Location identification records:
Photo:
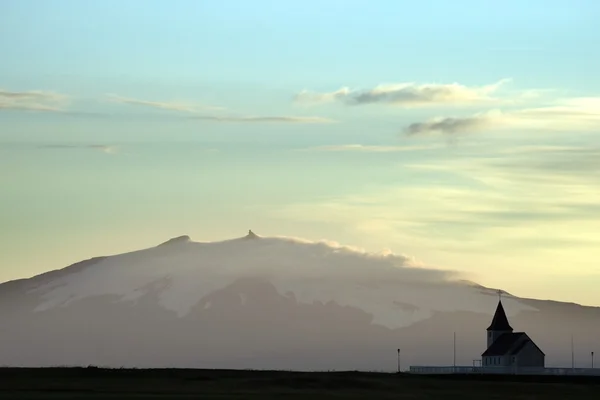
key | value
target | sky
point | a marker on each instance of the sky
(463, 134)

◆ What is asked
Write the lines of the records above as a numbered list, skipping blank lines and leaving out the pictures.

◆ Reply to the task
1. Photo:
2. key | value
3. target | sky
4. point | a marker on each instance of the sky
5. (463, 134)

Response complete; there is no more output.